START Data supplied

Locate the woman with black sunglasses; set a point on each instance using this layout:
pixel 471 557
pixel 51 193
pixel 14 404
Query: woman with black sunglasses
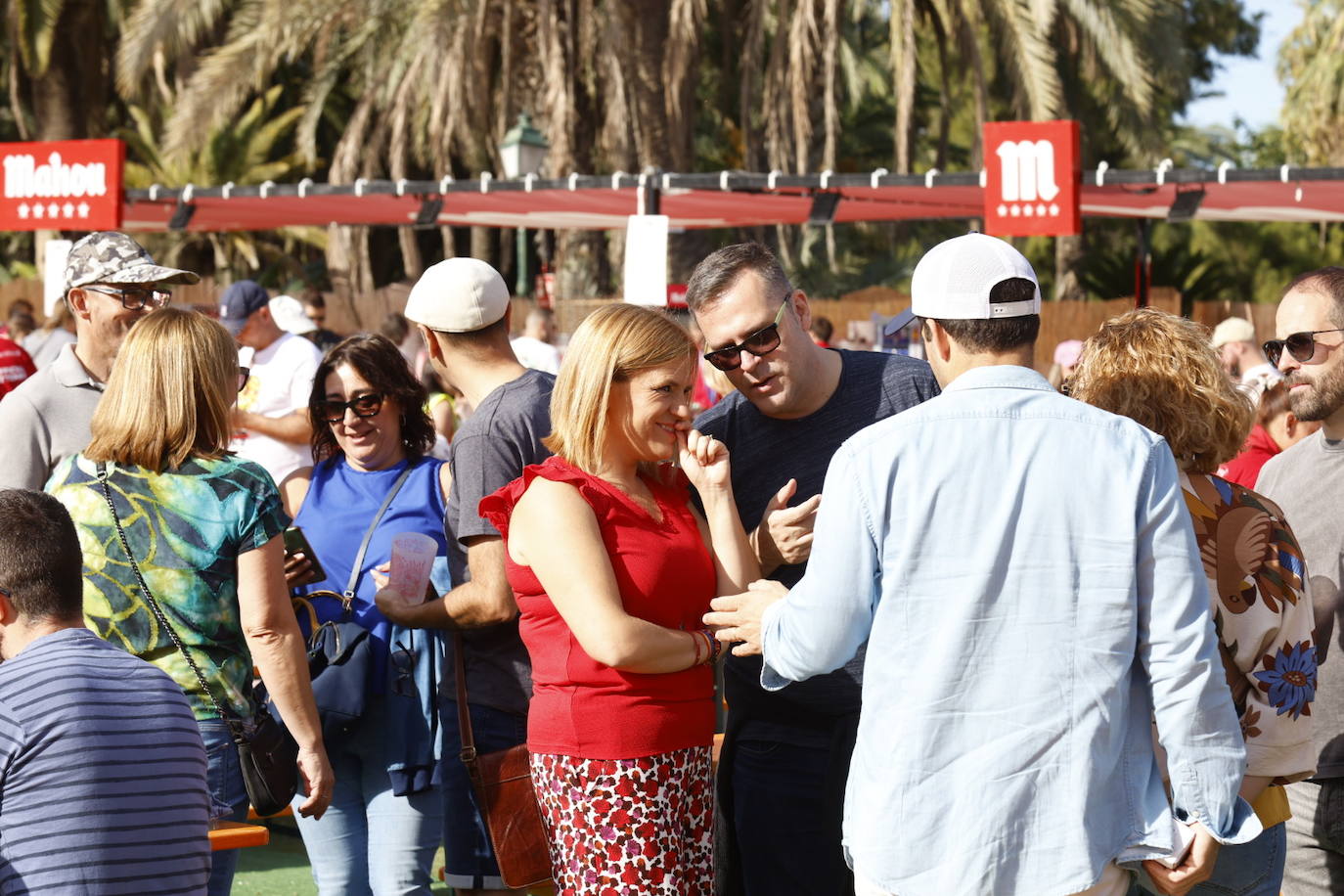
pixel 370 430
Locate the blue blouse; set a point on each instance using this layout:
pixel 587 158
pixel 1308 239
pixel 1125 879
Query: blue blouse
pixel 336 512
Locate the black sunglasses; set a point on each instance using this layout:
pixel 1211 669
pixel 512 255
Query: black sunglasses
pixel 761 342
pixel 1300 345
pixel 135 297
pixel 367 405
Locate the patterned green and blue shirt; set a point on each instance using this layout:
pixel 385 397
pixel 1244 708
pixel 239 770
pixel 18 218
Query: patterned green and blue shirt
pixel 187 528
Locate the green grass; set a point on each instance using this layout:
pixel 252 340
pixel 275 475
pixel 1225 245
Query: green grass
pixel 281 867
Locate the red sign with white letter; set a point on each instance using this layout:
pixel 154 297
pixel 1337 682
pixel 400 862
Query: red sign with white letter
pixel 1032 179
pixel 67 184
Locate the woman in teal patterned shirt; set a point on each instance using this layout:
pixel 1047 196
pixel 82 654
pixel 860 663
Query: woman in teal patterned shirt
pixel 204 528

END Data supplied

(Your assignment) Begin with the line that contains "pixel 1337 682" and end with the last line of the records; set down every line in that span exactly, and nothing else.

(Solution)
pixel 1337 682
pixel 400 862
Query: red sign with white letter
pixel 1032 179
pixel 67 184
Locate the woman in teal patterned shirt; set a point on each instance using this layout:
pixel 1047 196
pixel 82 654
pixel 860 663
Query: woman in teal patterned shirt
pixel 204 528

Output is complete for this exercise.